━━━ Entries ━━━

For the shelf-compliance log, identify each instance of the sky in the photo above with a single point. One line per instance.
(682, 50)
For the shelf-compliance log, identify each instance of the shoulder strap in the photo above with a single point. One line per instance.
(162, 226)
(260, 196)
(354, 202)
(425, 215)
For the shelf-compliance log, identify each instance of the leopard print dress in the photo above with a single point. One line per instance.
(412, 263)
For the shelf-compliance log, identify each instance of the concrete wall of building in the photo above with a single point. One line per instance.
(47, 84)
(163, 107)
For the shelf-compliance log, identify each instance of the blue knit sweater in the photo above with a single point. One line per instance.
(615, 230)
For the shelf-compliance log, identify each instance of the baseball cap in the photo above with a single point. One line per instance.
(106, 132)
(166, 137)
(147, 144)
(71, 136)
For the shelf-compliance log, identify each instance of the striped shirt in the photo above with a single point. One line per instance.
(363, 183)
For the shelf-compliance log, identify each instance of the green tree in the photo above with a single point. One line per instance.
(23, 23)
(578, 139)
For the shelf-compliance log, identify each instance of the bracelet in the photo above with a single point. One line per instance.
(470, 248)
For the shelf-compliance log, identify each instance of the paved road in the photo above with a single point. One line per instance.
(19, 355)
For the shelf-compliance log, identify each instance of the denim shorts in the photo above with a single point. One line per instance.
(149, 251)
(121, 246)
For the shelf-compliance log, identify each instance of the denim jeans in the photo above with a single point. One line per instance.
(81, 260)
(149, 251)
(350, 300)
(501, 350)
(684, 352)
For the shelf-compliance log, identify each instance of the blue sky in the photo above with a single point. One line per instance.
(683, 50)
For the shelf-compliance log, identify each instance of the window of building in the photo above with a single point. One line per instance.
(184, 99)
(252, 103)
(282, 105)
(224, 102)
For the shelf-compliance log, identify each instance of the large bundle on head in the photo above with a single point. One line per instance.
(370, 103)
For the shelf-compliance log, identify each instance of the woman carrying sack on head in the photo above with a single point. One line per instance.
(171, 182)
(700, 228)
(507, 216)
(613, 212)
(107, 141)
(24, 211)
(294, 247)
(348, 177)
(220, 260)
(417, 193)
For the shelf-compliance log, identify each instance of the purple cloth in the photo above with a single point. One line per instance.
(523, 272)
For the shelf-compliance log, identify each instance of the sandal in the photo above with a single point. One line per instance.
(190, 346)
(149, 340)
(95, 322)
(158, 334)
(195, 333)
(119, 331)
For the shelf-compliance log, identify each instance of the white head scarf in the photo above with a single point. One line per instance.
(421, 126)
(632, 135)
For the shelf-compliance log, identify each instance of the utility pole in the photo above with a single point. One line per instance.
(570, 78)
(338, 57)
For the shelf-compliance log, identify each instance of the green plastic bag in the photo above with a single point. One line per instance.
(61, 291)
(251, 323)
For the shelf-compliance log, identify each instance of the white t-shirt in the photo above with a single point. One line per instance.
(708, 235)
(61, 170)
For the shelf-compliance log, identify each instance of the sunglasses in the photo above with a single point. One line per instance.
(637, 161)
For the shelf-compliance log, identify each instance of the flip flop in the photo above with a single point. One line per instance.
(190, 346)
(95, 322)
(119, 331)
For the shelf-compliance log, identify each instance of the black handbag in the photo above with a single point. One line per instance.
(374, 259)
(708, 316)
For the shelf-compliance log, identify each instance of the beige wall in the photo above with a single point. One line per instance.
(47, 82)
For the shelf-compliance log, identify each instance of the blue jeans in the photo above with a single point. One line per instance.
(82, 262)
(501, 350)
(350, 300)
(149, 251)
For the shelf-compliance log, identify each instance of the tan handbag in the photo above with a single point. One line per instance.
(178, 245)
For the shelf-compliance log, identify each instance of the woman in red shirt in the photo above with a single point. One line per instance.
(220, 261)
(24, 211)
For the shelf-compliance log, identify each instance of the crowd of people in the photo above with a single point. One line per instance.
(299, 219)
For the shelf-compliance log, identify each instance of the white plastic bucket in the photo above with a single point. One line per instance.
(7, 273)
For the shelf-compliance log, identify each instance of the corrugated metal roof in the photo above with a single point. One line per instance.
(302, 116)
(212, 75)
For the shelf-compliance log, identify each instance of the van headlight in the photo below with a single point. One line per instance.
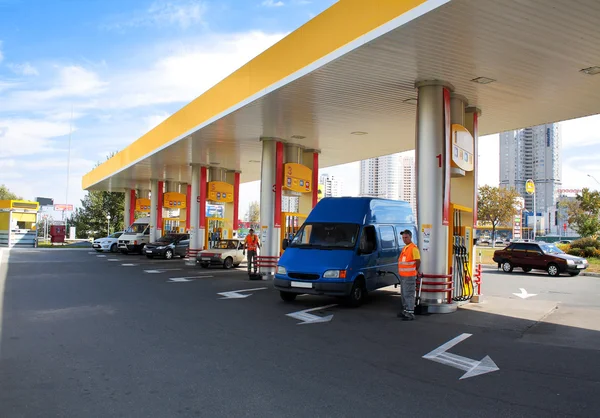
(334, 274)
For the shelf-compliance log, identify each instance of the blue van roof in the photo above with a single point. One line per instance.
(361, 210)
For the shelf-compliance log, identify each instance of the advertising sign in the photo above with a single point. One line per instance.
(530, 187)
(297, 178)
(174, 200)
(63, 207)
(219, 191)
(462, 148)
(142, 205)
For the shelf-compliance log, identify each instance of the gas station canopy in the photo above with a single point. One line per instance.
(344, 84)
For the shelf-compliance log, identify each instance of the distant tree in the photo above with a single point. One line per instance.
(584, 213)
(496, 206)
(253, 214)
(90, 219)
(6, 194)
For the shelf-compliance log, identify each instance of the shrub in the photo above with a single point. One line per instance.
(589, 252)
(577, 252)
(584, 243)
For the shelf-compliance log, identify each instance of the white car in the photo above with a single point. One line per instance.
(108, 243)
(227, 253)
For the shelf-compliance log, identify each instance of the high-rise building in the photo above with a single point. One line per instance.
(332, 187)
(408, 188)
(379, 177)
(533, 153)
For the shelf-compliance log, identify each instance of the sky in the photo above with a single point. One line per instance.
(98, 74)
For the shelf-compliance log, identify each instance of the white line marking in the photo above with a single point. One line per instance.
(308, 318)
(524, 294)
(471, 367)
(235, 294)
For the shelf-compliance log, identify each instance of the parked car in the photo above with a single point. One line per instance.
(539, 256)
(107, 243)
(169, 246)
(227, 253)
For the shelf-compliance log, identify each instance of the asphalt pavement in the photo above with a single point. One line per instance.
(103, 335)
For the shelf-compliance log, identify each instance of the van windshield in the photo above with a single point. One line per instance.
(136, 229)
(326, 236)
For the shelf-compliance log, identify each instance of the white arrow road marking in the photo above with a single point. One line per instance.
(524, 294)
(308, 318)
(234, 294)
(471, 367)
(185, 279)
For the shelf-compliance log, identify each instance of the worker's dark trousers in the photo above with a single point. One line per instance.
(251, 260)
(408, 286)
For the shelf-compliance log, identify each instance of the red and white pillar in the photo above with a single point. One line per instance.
(271, 182)
(433, 187)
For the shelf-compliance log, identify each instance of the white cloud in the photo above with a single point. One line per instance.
(21, 136)
(23, 69)
(163, 13)
(272, 3)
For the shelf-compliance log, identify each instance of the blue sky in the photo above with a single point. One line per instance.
(123, 66)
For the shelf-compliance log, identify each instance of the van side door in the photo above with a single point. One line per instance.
(366, 259)
(387, 257)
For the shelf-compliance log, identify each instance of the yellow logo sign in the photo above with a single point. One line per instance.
(530, 187)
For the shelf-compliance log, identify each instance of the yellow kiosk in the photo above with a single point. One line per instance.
(298, 187)
(18, 220)
(220, 198)
(174, 213)
(461, 210)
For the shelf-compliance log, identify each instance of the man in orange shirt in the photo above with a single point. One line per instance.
(408, 268)
(252, 244)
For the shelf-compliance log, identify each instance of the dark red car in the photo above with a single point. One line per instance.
(539, 256)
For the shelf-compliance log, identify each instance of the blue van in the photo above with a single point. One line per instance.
(343, 246)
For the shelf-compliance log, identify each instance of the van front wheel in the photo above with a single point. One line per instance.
(358, 293)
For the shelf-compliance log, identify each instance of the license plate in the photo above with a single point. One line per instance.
(302, 285)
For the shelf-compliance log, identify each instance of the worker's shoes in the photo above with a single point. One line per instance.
(406, 316)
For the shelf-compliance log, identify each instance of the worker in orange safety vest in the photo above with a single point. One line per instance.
(408, 269)
(252, 244)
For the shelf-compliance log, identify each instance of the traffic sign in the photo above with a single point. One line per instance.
(530, 187)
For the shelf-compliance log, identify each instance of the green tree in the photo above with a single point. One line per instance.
(496, 206)
(6, 194)
(584, 213)
(90, 219)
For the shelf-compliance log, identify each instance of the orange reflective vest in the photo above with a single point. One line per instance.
(251, 242)
(407, 264)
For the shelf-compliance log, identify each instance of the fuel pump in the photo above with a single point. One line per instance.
(461, 260)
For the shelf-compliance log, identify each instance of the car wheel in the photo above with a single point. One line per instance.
(507, 266)
(288, 296)
(228, 263)
(553, 270)
(358, 293)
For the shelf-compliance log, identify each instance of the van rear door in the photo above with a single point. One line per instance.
(387, 259)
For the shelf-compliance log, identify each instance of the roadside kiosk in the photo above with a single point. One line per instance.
(18, 219)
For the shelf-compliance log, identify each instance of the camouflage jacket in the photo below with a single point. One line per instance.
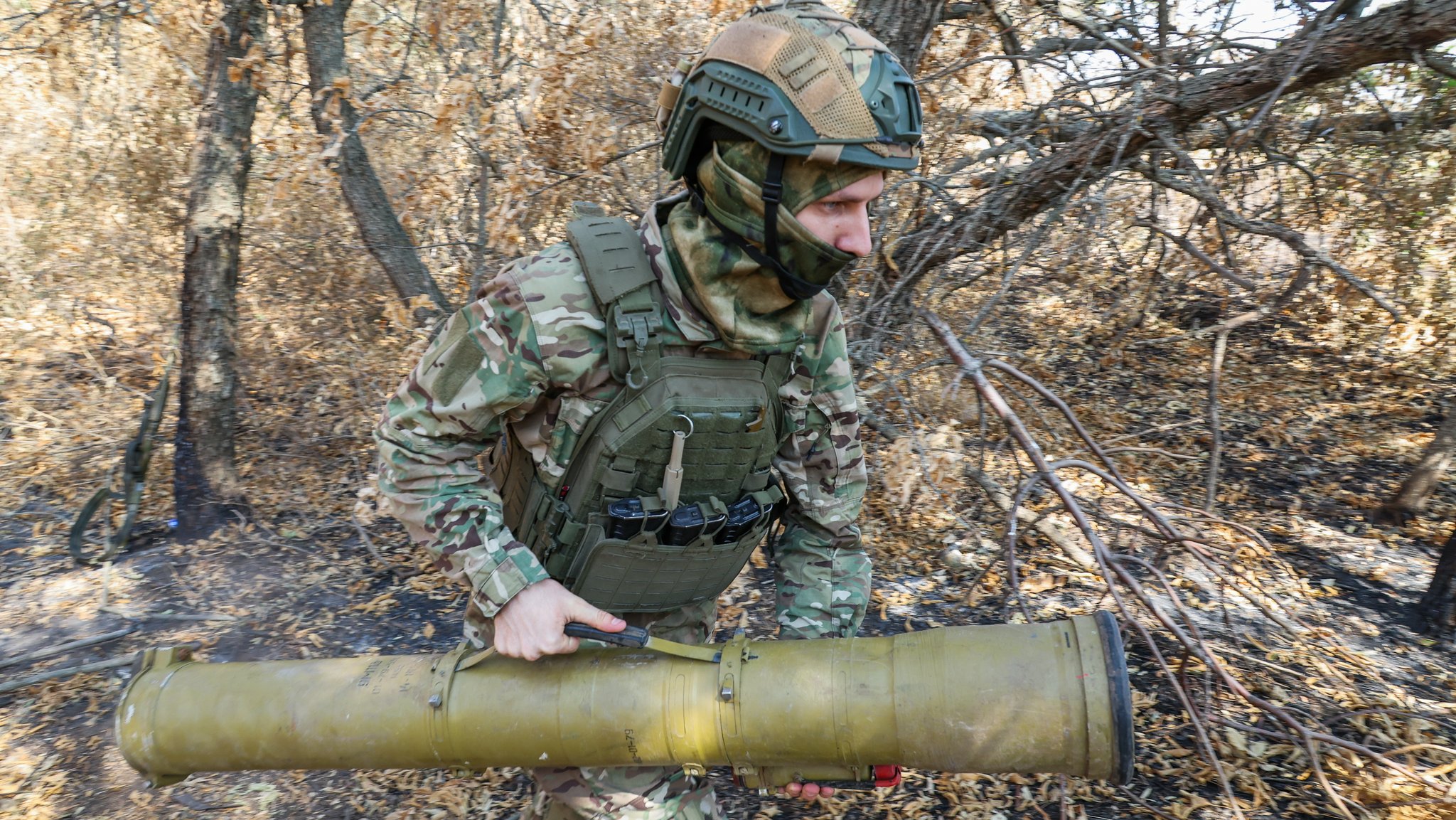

━━━

→ **Aim of the task**
Print only the lines from the line that contains "the van front" to the final line of the data, inclusive. Pictures stay out.

→ **The completed task**
For the shelf-compliance log, identify each instance of the van front wheel in the photo above with a single point. One line per instance.
(358, 293)
For the shelf-compliance log, identify each instance of the license plate in the photo above with a single point. One line per instance.
(302, 285)
For the shelf-compliance log, identify each instance of the worker's shoes in the photo above with a single point. One line per instance.
(406, 316)
For the shelf-compliance log, identify each instance of the worker in orange safety vest in the photo above with a single point. One line per instance.
(408, 269)
(252, 244)
For the shelf-compliance log, identify each instance of the traffic sign in the photo above with a single point. One line per instance.
(530, 187)
For the shelf-compliance log, identify each instance of the green tree in the photo above with a single point. One line per instance.
(496, 206)
(6, 194)
(584, 213)
(90, 219)
For the shelf-compliance log, identify each instance of the orange reflective vest in the photo above with a single point. One line per instance.
(251, 242)
(407, 264)
For the shelf-compliance log, identify each instance of the fuel pump in the photo above with a single point. One line per instance.
(461, 260)
For the shelf-compliance log, identify each instance of the car wheel in the photo above with a single point. One line per instance.
(507, 266)
(288, 296)
(228, 263)
(553, 270)
(358, 293)
For the shelf-compliance log, identify each instance of the van rear door in the photo above with a single point. One line per instance.
(387, 259)
For the shelf-compliance log, identify each instance of the roadside kiosk in the photo above with a single point. One line per instance.
(18, 219)
For the shelf-compliance log, identify each instance of the camouflage jacket in the photo below with a single point. One line per instance.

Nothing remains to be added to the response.